__Task prompt__.
Show each line in the items below that contains the word "brown".

begin Exercise data

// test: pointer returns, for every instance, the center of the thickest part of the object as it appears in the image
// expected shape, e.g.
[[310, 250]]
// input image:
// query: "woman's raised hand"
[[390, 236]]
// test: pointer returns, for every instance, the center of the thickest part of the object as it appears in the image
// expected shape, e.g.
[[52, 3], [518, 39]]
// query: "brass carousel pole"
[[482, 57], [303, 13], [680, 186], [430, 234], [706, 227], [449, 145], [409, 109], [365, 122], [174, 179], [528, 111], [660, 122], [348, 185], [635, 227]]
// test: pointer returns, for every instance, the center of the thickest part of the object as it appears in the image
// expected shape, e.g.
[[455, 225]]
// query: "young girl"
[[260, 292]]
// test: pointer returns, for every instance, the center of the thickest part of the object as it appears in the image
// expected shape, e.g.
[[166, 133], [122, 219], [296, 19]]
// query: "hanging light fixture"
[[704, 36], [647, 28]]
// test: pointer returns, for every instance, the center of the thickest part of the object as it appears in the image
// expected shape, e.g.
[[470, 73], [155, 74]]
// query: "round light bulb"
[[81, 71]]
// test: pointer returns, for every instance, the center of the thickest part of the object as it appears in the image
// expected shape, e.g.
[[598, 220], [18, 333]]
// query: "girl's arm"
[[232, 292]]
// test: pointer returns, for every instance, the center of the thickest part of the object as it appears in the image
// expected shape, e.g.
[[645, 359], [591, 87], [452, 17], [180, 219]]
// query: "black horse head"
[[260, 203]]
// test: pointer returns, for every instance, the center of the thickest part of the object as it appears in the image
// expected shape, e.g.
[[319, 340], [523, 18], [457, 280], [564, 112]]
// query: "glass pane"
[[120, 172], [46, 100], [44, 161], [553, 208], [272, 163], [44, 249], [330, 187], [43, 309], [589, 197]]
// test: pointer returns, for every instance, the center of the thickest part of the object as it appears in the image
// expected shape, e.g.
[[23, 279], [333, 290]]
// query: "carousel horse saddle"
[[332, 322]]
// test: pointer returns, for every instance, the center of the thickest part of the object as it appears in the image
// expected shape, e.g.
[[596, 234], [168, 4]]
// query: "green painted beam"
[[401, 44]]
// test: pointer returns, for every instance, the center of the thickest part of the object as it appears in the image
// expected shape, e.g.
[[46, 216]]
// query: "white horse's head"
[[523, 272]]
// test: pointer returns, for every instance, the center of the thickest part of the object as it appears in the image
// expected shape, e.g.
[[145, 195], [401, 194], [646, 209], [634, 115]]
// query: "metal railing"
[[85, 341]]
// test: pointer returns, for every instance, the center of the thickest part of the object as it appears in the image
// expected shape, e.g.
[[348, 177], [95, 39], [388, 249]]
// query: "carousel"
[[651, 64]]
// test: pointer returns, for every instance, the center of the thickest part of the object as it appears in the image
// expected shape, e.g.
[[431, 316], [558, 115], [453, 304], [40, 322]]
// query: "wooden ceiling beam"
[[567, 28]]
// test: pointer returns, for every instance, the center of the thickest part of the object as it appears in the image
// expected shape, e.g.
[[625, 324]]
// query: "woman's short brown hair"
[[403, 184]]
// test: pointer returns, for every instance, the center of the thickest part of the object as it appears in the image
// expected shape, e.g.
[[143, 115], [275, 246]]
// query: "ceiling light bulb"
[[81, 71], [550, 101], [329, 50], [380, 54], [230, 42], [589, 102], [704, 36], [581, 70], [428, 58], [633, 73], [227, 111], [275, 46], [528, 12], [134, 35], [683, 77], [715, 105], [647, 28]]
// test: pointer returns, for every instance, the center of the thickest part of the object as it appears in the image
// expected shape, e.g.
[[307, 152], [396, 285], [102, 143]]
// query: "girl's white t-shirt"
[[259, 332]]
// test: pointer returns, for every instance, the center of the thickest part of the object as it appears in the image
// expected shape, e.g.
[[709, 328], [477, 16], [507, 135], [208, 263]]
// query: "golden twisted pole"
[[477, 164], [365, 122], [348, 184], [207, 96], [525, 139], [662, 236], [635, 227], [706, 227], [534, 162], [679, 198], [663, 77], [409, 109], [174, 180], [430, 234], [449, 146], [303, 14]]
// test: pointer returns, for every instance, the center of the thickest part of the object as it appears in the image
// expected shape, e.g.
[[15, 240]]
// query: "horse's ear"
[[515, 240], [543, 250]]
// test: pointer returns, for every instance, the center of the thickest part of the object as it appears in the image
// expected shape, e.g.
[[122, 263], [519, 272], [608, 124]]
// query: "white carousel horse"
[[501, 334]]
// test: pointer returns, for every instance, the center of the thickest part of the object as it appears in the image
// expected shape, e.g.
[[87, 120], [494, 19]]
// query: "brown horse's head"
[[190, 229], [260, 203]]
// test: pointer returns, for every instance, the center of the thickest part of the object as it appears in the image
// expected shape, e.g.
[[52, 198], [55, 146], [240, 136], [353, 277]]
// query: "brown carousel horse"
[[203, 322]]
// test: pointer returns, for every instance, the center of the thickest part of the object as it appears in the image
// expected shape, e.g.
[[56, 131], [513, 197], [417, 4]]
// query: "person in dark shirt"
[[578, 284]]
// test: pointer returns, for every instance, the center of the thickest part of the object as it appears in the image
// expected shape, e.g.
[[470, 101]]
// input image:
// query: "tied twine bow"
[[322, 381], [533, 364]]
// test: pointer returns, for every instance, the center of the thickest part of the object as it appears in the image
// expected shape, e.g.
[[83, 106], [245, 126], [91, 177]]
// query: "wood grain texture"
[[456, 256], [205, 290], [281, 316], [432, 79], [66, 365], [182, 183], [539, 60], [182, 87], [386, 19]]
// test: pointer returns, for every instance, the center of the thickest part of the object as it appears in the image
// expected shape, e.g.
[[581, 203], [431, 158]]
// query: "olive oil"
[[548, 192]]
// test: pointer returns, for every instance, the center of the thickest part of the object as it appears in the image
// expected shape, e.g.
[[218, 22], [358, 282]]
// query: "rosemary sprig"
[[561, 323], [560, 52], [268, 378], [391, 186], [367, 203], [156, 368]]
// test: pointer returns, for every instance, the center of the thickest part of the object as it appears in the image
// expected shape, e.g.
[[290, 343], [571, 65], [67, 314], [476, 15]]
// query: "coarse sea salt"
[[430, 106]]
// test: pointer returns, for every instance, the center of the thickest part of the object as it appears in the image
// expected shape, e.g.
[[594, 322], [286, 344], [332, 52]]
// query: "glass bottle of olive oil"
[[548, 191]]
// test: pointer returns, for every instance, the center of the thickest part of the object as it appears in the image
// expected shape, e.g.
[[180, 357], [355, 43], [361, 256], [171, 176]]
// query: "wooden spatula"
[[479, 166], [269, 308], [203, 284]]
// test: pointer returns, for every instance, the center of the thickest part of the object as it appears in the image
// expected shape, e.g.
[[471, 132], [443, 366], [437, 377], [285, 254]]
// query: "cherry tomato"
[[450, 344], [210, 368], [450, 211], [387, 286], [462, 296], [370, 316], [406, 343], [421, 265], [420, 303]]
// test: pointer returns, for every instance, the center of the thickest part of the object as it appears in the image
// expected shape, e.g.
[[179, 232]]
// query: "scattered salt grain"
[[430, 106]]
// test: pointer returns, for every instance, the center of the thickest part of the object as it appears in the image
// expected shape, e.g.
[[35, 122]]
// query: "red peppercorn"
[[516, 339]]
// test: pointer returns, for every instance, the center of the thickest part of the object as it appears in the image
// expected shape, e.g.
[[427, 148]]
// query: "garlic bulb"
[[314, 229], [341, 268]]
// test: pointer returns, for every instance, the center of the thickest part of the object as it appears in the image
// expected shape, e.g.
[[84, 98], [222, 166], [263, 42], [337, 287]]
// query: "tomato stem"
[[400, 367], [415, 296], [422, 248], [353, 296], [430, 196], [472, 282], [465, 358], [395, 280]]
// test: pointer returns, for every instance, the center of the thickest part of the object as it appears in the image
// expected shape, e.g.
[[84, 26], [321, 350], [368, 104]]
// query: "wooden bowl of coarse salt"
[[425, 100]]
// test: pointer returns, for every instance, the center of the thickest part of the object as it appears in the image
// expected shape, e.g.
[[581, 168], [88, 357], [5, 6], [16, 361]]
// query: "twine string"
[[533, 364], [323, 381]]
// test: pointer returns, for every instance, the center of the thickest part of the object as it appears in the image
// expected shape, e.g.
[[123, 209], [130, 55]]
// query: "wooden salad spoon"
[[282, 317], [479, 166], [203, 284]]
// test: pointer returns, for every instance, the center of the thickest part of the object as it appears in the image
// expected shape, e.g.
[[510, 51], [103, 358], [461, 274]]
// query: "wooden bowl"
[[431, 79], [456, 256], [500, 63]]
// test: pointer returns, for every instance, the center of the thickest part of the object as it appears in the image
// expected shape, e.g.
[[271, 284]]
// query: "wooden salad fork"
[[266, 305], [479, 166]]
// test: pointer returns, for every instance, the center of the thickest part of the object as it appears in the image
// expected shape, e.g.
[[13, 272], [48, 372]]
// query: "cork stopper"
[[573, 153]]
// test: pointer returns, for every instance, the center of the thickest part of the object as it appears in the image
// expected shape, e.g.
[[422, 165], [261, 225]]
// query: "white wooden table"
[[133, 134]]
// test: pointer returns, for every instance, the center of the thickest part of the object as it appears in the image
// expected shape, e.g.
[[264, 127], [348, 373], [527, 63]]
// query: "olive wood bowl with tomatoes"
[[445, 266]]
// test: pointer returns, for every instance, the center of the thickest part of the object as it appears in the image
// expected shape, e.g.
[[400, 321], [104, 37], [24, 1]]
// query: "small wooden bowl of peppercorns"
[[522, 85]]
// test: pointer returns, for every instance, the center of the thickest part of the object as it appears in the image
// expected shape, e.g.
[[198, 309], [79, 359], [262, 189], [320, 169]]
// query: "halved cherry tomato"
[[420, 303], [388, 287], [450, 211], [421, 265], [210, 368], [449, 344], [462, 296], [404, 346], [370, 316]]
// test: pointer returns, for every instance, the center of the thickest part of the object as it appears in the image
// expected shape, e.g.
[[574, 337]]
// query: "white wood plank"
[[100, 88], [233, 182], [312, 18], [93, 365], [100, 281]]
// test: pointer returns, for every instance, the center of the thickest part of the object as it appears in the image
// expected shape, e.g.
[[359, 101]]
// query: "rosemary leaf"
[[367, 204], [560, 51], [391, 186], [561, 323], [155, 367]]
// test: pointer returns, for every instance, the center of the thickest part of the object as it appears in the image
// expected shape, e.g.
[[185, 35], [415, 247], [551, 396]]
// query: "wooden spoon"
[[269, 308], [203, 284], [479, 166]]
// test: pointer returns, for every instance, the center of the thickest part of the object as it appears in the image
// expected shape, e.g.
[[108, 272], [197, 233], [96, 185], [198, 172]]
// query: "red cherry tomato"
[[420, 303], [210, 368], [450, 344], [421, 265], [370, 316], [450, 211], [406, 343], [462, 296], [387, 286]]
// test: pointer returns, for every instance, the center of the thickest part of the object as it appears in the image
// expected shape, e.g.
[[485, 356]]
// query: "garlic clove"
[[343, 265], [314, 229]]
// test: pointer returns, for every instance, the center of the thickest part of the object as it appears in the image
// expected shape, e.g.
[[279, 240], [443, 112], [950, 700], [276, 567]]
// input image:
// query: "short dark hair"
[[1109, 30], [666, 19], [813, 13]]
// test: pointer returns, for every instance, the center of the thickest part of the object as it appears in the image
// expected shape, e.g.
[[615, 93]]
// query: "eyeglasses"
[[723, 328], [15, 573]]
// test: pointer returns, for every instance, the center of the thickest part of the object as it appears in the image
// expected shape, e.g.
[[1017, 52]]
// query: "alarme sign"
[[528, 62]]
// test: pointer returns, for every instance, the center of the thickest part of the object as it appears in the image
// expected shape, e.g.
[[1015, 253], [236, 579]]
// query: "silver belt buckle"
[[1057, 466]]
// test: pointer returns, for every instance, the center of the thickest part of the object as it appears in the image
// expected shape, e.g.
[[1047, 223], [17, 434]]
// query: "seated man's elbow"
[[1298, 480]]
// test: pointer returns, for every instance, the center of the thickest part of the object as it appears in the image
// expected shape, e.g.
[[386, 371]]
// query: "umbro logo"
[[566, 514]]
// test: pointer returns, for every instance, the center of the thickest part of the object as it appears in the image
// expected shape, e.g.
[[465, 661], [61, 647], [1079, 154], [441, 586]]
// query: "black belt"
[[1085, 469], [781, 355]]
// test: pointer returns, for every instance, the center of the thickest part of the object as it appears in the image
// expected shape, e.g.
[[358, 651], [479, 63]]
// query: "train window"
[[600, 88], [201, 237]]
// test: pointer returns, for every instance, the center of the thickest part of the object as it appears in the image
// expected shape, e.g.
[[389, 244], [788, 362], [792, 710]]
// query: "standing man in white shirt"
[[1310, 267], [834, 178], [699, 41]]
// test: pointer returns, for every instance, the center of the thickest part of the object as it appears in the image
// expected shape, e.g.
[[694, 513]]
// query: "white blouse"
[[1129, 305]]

end Exercise data

__Solved problem__.
// query: "woman's short brown hair"
// query: "brown horse's head"
// query: "brown carousel horse"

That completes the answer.